Return all of the material below verbatim, reproducing each line without alteration.

Data for this exercise below:

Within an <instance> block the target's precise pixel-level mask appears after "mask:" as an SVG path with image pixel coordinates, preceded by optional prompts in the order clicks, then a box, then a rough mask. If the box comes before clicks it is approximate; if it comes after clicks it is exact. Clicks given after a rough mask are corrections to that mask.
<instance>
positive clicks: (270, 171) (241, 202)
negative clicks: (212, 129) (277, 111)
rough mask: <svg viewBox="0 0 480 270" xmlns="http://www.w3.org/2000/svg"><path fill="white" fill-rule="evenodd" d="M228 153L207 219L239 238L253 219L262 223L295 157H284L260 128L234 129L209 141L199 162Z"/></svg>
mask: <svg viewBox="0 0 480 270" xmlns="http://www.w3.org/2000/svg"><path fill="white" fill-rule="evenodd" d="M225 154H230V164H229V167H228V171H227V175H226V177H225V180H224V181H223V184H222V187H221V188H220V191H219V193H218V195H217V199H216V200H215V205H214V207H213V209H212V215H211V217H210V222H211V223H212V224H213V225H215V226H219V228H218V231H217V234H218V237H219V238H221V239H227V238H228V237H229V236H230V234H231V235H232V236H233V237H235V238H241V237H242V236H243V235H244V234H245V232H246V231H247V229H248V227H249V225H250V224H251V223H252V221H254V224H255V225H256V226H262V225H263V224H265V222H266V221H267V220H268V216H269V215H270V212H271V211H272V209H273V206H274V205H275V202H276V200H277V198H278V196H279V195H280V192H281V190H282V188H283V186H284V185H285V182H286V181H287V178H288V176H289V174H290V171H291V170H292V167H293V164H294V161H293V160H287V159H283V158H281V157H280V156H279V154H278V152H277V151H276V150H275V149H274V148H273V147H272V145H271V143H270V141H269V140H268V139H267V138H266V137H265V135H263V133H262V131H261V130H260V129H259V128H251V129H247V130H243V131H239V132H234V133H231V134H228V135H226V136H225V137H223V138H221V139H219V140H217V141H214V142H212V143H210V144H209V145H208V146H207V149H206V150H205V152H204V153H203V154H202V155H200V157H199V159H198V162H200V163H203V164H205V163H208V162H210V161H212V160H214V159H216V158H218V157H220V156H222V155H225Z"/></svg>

End of Data for this exercise.

### Exercise solution
Within an <instance> block the target's precise pixel-level mask appears after "mask:" as an SVG path with image pixel coordinates, preceded by optional prompts in the order clicks, then a box, then a rough mask. If the box comes before clicks it is approximate; if it comes after clicks it is exact. Clicks given after a rough mask are corrections to that mask.
<instance>
positive clicks: (270, 171) (241, 202)
negative clicks: (212, 129) (277, 111)
rough mask: <svg viewBox="0 0 480 270" xmlns="http://www.w3.org/2000/svg"><path fill="white" fill-rule="evenodd" d="M228 153L207 219L239 238L253 219L262 223L295 157H284L260 128L234 129L209 141L199 162Z"/></svg>
mask: <svg viewBox="0 0 480 270" xmlns="http://www.w3.org/2000/svg"><path fill="white" fill-rule="evenodd" d="M225 154H230V164H229V167H228V171H227V175H226V177H225V180H224V181H223V184H222V187H221V188H220V191H219V193H218V195H217V199H216V200H215V205H214V207H213V209H212V215H211V217H210V222H211V223H212V224H213V225H215V226H219V228H218V231H217V234H218V237H219V238H221V239H227V238H228V237H229V236H230V234H231V235H232V236H233V237H235V238H241V237H242V236H243V235H244V234H245V232H246V231H247V229H248V227H249V225H250V224H251V223H252V221H254V224H255V225H256V226H262V225H263V224H265V222H266V221H267V220H268V216H269V215H270V212H271V211H272V209H273V206H274V205H275V202H276V200H277V198H278V196H279V195H280V192H281V190H282V188H283V186H284V185H285V182H286V181H287V178H288V176H289V174H290V171H291V170H292V167H293V164H294V161H293V160H287V159H283V158H281V157H280V156H279V154H278V152H277V151H276V150H275V149H274V148H273V147H272V145H271V143H270V141H269V140H268V139H267V138H266V137H265V135H263V133H262V131H261V130H260V129H259V128H251V129H247V130H243V131H239V132H234V133H231V134H228V135H226V136H225V137H223V138H221V139H219V140H217V141H214V142H212V143H210V144H209V145H208V146H207V149H206V150H205V152H204V153H203V154H202V155H200V157H199V159H198V162H200V163H203V164H205V163H208V162H210V161H212V160H214V159H216V158H218V157H220V156H222V155H225Z"/></svg>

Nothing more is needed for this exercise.